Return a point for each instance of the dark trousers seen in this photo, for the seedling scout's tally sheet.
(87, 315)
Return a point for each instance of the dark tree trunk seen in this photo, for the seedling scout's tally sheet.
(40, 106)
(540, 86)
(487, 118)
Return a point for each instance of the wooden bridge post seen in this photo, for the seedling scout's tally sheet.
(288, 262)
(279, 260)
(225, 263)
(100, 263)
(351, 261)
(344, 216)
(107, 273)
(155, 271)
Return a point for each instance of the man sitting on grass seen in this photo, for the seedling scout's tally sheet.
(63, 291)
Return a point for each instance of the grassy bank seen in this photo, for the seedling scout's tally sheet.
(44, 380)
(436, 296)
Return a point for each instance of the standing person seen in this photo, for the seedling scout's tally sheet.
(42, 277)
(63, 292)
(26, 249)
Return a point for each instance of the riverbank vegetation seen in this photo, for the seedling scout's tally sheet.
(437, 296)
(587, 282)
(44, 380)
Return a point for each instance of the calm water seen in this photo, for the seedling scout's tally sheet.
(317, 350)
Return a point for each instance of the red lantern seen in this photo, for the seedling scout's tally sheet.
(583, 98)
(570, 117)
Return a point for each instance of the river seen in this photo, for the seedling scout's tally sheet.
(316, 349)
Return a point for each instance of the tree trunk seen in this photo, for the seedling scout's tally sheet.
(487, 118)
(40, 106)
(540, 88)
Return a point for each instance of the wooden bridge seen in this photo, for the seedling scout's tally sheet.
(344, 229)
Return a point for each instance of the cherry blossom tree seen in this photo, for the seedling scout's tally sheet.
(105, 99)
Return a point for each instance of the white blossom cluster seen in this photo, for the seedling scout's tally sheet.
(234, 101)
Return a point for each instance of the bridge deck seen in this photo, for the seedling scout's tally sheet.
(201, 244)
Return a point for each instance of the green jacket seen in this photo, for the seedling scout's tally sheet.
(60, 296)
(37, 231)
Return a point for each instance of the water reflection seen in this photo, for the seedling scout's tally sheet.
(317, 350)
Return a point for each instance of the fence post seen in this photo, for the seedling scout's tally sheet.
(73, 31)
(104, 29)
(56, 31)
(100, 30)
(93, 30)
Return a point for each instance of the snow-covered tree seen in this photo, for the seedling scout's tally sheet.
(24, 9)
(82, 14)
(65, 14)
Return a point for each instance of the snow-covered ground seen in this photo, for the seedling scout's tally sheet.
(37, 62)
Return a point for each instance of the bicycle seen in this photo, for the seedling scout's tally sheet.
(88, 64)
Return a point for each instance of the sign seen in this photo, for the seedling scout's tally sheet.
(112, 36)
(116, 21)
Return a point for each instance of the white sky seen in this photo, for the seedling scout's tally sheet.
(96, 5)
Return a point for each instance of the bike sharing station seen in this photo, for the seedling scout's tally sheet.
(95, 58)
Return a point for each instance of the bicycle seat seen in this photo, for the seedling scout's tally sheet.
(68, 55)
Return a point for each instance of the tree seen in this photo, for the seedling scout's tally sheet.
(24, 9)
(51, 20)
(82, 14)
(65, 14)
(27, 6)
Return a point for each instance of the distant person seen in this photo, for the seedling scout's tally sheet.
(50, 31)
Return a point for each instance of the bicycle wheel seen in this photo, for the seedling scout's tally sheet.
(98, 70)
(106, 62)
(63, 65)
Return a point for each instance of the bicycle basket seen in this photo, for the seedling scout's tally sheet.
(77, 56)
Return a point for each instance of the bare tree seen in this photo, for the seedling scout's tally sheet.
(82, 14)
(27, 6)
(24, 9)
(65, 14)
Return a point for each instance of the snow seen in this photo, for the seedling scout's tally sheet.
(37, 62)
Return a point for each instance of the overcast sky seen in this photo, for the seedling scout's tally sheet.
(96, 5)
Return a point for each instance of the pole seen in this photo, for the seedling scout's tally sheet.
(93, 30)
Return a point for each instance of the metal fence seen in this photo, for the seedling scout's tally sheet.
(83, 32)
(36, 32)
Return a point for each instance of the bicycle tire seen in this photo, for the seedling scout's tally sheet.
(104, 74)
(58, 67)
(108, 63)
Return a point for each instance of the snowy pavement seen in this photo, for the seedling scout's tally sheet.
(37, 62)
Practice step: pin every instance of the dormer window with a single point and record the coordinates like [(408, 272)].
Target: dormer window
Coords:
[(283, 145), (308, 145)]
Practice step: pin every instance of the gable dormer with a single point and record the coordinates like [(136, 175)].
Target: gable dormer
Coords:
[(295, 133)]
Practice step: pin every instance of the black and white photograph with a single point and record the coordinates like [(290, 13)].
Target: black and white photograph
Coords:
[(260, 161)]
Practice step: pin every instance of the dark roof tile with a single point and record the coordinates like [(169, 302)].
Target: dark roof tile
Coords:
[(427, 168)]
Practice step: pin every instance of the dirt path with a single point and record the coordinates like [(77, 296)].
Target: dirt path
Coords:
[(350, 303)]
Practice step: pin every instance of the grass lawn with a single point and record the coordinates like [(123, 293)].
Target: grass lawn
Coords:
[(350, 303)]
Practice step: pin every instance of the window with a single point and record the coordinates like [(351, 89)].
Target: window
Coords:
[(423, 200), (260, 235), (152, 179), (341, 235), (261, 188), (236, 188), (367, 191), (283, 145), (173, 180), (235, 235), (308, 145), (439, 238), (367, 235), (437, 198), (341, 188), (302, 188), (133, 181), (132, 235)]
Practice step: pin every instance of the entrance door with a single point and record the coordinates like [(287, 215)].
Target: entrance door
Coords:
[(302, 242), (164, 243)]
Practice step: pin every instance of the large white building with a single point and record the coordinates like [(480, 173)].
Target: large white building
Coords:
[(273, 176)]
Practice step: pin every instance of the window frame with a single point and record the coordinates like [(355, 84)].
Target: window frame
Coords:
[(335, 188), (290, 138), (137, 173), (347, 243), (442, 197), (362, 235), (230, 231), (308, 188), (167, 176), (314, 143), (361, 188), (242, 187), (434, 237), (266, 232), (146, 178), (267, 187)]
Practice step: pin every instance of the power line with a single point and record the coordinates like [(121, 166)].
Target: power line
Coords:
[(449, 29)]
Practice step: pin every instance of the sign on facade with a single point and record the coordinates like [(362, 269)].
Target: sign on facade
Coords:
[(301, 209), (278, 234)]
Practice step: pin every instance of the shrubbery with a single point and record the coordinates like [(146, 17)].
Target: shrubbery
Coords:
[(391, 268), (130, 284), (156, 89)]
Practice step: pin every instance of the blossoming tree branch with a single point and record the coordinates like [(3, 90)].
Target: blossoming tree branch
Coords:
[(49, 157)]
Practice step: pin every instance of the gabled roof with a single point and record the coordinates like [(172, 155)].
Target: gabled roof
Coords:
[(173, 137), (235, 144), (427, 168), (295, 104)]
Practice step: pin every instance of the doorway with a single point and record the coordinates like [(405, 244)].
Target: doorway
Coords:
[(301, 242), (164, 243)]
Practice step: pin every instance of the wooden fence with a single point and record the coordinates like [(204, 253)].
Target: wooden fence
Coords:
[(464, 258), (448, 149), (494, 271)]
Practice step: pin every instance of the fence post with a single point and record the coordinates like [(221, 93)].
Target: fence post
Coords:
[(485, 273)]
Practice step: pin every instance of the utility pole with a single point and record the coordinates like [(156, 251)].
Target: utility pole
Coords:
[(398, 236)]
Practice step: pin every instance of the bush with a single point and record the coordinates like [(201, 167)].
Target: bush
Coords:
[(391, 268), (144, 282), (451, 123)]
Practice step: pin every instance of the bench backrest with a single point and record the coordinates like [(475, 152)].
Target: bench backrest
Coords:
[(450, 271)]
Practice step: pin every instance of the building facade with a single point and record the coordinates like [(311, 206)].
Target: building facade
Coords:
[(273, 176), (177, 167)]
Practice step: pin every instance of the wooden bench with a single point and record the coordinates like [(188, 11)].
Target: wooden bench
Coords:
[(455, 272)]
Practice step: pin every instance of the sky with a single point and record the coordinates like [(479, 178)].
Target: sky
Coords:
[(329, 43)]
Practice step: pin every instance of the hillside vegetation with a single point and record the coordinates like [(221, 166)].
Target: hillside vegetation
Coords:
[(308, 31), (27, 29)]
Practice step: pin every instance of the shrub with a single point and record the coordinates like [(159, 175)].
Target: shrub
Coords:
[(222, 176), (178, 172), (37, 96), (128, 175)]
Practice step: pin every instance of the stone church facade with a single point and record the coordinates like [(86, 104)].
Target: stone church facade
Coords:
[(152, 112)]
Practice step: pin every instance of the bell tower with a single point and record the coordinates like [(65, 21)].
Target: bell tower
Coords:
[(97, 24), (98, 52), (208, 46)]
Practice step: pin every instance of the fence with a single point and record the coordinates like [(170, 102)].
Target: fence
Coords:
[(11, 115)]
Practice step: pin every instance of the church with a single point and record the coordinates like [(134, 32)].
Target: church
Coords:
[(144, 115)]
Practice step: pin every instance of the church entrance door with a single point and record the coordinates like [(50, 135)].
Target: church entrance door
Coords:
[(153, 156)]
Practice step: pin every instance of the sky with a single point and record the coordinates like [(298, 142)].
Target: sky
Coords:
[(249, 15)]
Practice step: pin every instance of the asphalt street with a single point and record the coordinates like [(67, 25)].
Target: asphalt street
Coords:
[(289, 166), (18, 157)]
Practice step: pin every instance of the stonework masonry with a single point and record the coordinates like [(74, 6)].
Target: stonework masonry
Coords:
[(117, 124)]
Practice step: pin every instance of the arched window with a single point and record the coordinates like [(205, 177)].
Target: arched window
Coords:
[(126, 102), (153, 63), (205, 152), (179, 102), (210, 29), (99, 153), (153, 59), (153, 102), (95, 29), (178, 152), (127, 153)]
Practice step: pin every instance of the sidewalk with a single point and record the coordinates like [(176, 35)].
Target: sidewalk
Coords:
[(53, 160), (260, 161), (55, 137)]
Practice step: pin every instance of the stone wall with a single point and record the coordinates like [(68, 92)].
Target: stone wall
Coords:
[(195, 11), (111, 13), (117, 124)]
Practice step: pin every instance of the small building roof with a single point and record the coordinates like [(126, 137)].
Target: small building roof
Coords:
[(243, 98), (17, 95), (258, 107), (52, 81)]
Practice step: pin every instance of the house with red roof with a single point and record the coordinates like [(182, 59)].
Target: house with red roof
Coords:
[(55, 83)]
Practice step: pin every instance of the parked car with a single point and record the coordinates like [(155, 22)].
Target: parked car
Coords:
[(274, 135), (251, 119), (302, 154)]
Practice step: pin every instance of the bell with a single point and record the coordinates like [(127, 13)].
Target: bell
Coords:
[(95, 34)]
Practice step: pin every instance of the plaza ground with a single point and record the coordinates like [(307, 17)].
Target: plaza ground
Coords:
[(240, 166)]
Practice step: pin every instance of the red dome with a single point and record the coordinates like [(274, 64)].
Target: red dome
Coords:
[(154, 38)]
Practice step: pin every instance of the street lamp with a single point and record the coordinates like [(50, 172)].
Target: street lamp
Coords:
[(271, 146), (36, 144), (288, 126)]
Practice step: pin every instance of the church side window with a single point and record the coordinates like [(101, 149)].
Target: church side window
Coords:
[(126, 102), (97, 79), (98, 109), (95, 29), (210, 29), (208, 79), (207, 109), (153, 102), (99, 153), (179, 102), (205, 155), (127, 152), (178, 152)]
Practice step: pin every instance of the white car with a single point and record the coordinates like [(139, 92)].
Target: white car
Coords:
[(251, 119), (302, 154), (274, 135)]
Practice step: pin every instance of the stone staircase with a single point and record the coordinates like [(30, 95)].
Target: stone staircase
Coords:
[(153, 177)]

◇ ◇ ◇

* Exercise aim
Among the records above, repeat exactly the line with "Target: house with red roof", the line with "Target: church side window", and every line in between, and only those.

* Exercise output
Target: house with red roof
Coords:
[(55, 83)]
Practice step: pin every instance of the parked car with a single point and record the coordinates like [(155, 22)].
Target: parked car
Coords:
[(274, 135), (251, 119), (302, 154)]
Practice step: pin every instance of the bell with a single point and record the coordinates like [(127, 13)].
Target: bell
Coords:
[(95, 34)]
Practice step: pin every instance of the plaza ground with a single point and record the coordinates like [(307, 17)].
Target: plaza ground
Coords:
[(240, 166)]
Practice step: pin every instance of the red dome with a single point and record the coordinates like [(274, 64)].
Target: red dome
Coords:
[(154, 38)]
Practice step: pin every instance of the street lamp with a single point and record the coordinates like [(50, 172)].
Target: street lamp
Coords:
[(271, 146), (36, 144), (288, 126)]
Practice step: pin every instance of the church side window with a single point and record the coordinates like [(101, 149)].
Target: church side window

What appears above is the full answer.